▼▼▼
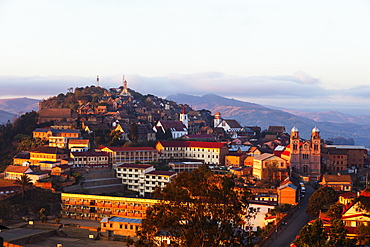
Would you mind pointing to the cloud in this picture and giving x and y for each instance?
(300, 85)
(284, 90)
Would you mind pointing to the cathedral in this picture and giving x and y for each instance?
(304, 156)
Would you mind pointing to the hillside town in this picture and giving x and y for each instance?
(106, 153)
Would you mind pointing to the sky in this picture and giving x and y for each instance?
(311, 55)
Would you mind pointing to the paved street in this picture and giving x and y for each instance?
(287, 234)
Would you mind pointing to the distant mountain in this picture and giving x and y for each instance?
(329, 116)
(250, 114)
(5, 116)
(19, 105)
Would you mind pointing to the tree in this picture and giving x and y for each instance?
(198, 209)
(134, 132)
(335, 211)
(312, 235)
(337, 236)
(24, 181)
(363, 234)
(321, 199)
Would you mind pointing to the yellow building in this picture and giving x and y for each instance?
(129, 155)
(209, 152)
(235, 159)
(52, 154)
(94, 207)
(120, 226)
(264, 161)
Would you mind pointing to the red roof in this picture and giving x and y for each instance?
(161, 173)
(173, 125)
(16, 169)
(192, 144)
(90, 153)
(355, 215)
(348, 195)
(365, 193)
(136, 166)
(129, 148)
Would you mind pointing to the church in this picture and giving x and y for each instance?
(304, 155)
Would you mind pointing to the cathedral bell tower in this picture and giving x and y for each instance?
(184, 118)
(217, 119)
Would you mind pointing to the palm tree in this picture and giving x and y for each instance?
(24, 181)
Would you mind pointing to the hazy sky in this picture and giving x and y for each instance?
(297, 54)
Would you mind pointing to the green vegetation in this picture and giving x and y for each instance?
(11, 135)
(312, 235)
(321, 200)
(198, 209)
(24, 181)
(13, 208)
(71, 100)
(363, 232)
(337, 235)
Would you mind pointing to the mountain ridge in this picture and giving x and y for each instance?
(251, 114)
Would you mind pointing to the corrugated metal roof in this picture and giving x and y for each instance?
(124, 220)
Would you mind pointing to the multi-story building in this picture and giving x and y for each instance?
(235, 159)
(90, 158)
(334, 160)
(79, 145)
(46, 133)
(185, 166)
(207, 152)
(130, 155)
(58, 141)
(269, 165)
(52, 154)
(177, 128)
(356, 155)
(143, 178)
(305, 156)
(94, 207)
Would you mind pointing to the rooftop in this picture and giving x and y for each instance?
(191, 144)
(135, 166)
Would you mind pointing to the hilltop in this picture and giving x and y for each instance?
(10, 108)
(251, 114)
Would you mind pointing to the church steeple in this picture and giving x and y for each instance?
(184, 117)
(124, 92)
(217, 119)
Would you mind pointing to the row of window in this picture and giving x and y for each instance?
(146, 182)
(147, 176)
(189, 149)
(123, 226)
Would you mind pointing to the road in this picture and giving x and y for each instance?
(287, 234)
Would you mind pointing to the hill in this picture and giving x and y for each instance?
(19, 105)
(250, 114)
(329, 116)
(5, 116)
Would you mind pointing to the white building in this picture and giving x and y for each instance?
(142, 178)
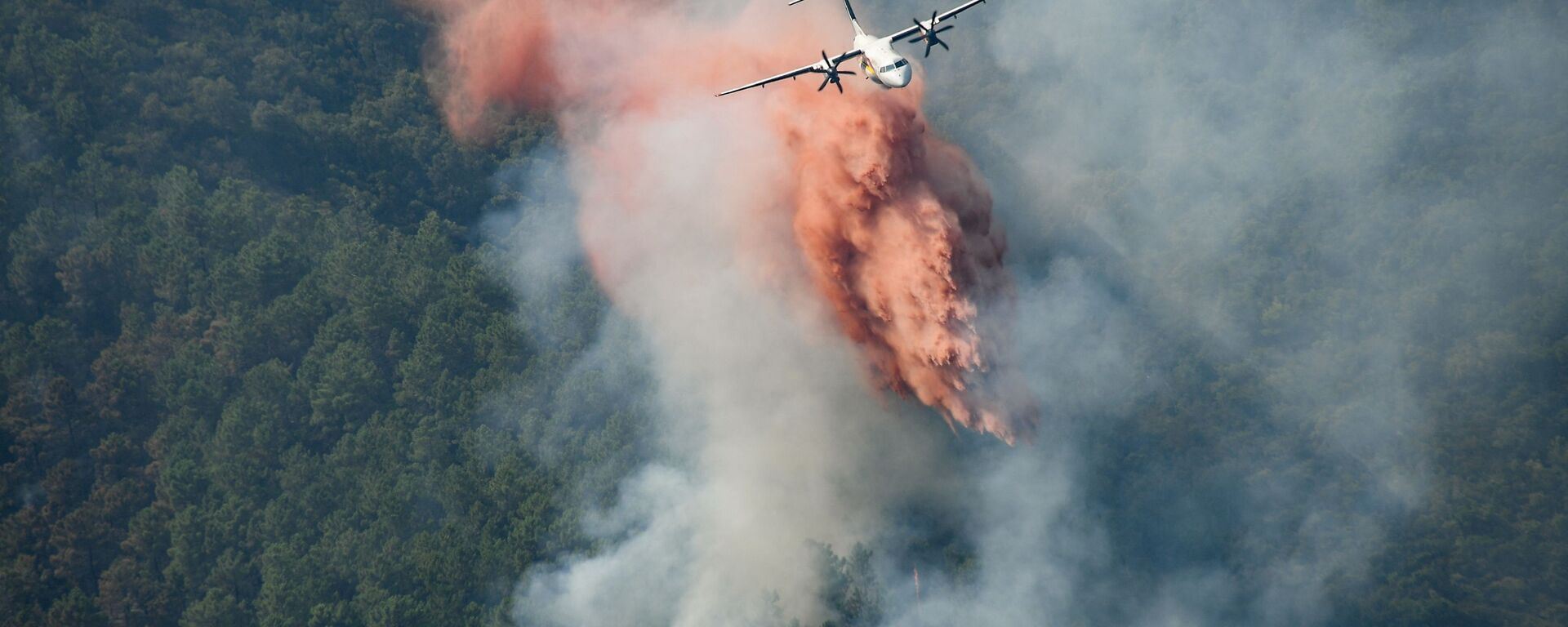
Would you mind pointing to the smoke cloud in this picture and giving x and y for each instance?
▲▲▲
(Set exercise)
Change every "in this picture" in the rows above to "in this photo" and reproduce the rows with everything else unchanged, omitting the pictures.

(Task solution)
Would you mind pointing to the cloud in this photo and giving x and y for each instance?
(300, 85)
(284, 90)
Would you mind pointing to the cathedral in this photo and giving x and y for each instance?
(304, 156)
Would you mind pointing to the hillside town in this photo and giving x and y for each instance?
(106, 153)
Would you mind pointing to the sky in this photo and giving x and y for each instance?
(311, 55)
Would you mind pointing to the paved street in this photo and giving x and y for each instance?
(287, 234)
Would you mind pointing to the distant mountain in this photo and giving x and y for each instance?
(329, 116)
(250, 114)
(5, 116)
(19, 105)
Would you mind pointing to the tree in this photo and giving x and y for each instance?
(198, 209)
(134, 132)
(335, 211)
(312, 235)
(337, 236)
(24, 181)
(363, 234)
(321, 199)
Would you mind pointing to the yellow building in this photo and giving x and y for each instance?
(129, 155)
(209, 152)
(235, 159)
(52, 154)
(94, 207)
(120, 226)
(264, 161)
Would you mind pointing to the red roof in this photo and giving x and y for each instance?
(161, 173)
(173, 125)
(16, 169)
(192, 144)
(90, 153)
(355, 215)
(348, 195)
(365, 193)
(136, 166)
(129, 148)
Would you mind pointing to the church in this photo and giving x and y for each instance?
(304, 155)
Would you mind pointing to the cathedral bell tower in this photo and giving x and y for each instance?
(184, 118)
(217, 119)
Would you mind pointing to the palm tree in this photo and giving x and y for each instance?
(24, 181)
Would you mind pointing to the hazy sky in this photo and giving x and y for each instance?
(297, 54)
Would you mind pointing to the green vegetation in this photo and giving x and y for each instance?
(11, 135)
(312, 235)
(321, 200)
(198, 209)
(24, 181)
(13, 208)
(71, 100)
(363, 232)
(337, 235)
Would you mind pointing to the mountain ridge in this photo and giving x and y for each instance?
(251, 114)
Would you mind pointing to the corrugated metal roof in this photo and giving x and y for each instance?
(124, 220)
Would you mind pointing to the multi-story building in this photo and giving x and y for each instance?
(235, 159)
(90, 158)
(334, 160)
(79, 145)
(46, 133)
(185, 166)
(207, 152)
(130, 155)
(58, 141)
(269, 165)
(52, 154)
(177, 128)
(356, 155)
(143, 178)
(305, 156)
(94, 207)
Would you mind pointing to the rooftop in this photo and giving x and y for each instance?
(191, 144)
(135, 166)
Would you mind pointing to the hilltop in this photo and giving x and y for each instance?
(10, 108)
(251, 114)
Would you mind pointing to the church steeple in this photo and giving x and y for each instance?
(184, 117)
(124, 92)
(217, 119)
Would you mind pointing to the row of window in this photo and giving x and y for each instance?
(146, 182)
(147, 176)
(189, 149)
(123, 226)
Would you mind pointing to the road in this photo and giving x and y for each instance?
(287, 234)
Would you mind pointing to the hill in this photo and giving x and y for each instance?
(19, 105)
(250, 114)
(329, 116)
(5, 116)
Would you mind pointing to the white building in this photo and giving x and y for each instance?
(142, 178)
Would you mind pointing to the smoke cloud in this photo and giving x and y for each instance?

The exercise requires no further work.